Excerpts from a point labeling dataset
|---|
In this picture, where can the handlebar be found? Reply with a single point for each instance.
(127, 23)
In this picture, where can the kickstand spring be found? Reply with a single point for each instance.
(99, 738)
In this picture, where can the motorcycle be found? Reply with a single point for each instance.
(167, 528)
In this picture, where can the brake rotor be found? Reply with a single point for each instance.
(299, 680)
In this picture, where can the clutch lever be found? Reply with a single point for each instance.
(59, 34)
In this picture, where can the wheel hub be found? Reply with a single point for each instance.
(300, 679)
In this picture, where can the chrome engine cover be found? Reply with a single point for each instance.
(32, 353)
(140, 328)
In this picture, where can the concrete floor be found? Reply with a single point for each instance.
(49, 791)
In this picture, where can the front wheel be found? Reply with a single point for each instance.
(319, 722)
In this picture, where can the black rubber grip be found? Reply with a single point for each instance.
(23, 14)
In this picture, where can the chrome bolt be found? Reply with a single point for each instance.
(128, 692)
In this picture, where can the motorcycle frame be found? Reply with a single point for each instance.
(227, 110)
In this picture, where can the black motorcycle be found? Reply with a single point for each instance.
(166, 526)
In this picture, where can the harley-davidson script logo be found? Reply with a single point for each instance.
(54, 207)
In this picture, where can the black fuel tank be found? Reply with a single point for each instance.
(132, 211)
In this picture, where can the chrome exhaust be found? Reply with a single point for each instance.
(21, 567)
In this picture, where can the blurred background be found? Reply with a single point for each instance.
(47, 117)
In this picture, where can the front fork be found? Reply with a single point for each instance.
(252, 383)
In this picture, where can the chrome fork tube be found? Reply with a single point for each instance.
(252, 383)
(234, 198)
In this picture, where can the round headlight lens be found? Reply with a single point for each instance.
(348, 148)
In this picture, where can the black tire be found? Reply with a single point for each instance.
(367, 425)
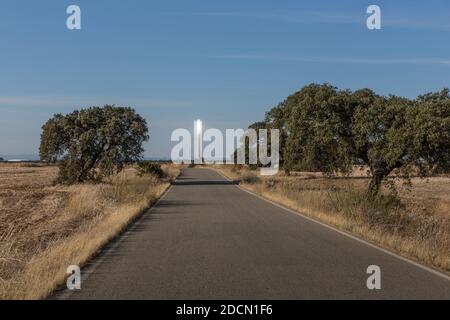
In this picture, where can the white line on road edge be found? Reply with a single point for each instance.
(88, 270)
(433, 271)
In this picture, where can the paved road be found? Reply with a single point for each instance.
(207, 239)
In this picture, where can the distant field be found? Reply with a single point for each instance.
(416, 223)
(45, 228)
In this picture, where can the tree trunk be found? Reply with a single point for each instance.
(378, 175)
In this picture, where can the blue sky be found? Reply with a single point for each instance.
(226, 62)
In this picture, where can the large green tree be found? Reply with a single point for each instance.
(330, 130)
(93, 143)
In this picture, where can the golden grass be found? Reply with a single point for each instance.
(45, 228)
(415, 224)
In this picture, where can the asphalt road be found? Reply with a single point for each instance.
(208, 239)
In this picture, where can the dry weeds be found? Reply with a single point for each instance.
(46, 228)
(415, 223)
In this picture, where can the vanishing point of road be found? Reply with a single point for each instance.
(208, 239)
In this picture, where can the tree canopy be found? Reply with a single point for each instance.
(92, 143)
(330, 130)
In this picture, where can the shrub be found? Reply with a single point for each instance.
(147, 167)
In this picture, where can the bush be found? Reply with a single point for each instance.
(147, 167)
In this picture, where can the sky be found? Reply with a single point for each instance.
(225, 62)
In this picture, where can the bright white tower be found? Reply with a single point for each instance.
(198, 141)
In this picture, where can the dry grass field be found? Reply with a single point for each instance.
(415, 223)
(45, 228)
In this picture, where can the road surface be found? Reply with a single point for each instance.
(208, 239)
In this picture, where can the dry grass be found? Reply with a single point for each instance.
(45, 228)
(416, 223)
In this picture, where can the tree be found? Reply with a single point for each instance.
|---|
__Exercise goal__. Copy out the entries from the line containing "In this picture, where can the dry grass be" through the end of the entries, keeping every character unchanged.

__Solution__.
In this picture, where can the dry grass be found? Reply with a single point for each instance.
(45, 228)
(416, 223)
In this picture, where can the tree be found? Reply with a single point for each instance.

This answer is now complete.